-- Begin --

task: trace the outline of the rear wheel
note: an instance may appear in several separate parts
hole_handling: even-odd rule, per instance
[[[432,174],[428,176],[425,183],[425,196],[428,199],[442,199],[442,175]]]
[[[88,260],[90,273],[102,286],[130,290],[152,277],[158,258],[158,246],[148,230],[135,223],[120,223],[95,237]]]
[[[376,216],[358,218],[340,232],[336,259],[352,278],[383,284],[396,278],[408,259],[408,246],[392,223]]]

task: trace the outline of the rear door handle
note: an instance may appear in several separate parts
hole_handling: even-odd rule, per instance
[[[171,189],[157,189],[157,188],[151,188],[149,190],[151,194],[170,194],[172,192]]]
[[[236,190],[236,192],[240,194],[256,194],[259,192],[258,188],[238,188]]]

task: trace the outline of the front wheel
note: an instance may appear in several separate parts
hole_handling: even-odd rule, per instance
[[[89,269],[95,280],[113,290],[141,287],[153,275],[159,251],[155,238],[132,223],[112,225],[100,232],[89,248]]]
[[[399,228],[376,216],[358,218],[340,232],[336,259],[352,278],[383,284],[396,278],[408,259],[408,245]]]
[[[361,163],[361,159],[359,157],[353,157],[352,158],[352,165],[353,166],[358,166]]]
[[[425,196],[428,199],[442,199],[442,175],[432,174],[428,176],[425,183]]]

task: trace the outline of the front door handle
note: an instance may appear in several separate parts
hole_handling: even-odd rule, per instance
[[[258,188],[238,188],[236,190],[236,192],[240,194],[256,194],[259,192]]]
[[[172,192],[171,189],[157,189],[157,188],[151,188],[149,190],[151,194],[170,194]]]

-- End --

* YOUR TASK
Copy out every record above, word for word and line by line, changing nothing.

* THE SOLUTION
task: trace the outline of the rear wheel
note: an instance may appear in several separate parts
hole_handling: even-odd rule, per instance
[[[432,174],[428,176],[425,183],[425,196],[428,199],[442,199],[442,175]]]
[[[88,260],[90,273],[102,286],[130,290],[152,277],[158,258],[158,246],[148,230],[135,223],[120,223],[95,237]]]
[[[376,216],[358,218],[340,232],[336,259],[352,278],[383,284],[396,278],[408,259],[408,246],[392,223]]]

task: trace the outline of the rear door handle
note: an instance may appear in several separate parts
hole_handling: even-odd rule, per instance
[[[171,189],[157,189],[157,188],[151,188],[149,190],[151,194],[170,194],[172,192]]]
[[[236,190],[236,192],[240,194],[256,194],[259,192],[258,188],[238,188]]]

task: trace the outline of the front wheel
note: an instance may appear in several separate parts
hole_handling: even-odd rule, per instance
[[[89,269],[95,280],[113,290],[141,287],[153,275],[159,251],[155,238],[132,223],[112,225],[100,232],[89,248]]]
[[[399,228],[376,216],[358,218],[340,232],[336,259],[352,278],[383,284],[396,278],[408,259],[408,245]]]
[[[361,163],[361,159],[359,157],[353,157],[352,158],[352,165],[353,166],[358,166]]]
[[[425,196],[428,199],[442,199],[442,175],[432,174],[428,176],[425,183]]]

task: trace the outline of the front door handle
note: an instance may appear in several separate parts
hole_handling: even-odd rule, per instance
[[[258,188],[238,188],[236,190],[236,192],[240,194],[256,194],[259,192]]]
[[[172,192],[171,189],[157,189],[157,188],[151,188],[149,190],[151,194],[170,194]]]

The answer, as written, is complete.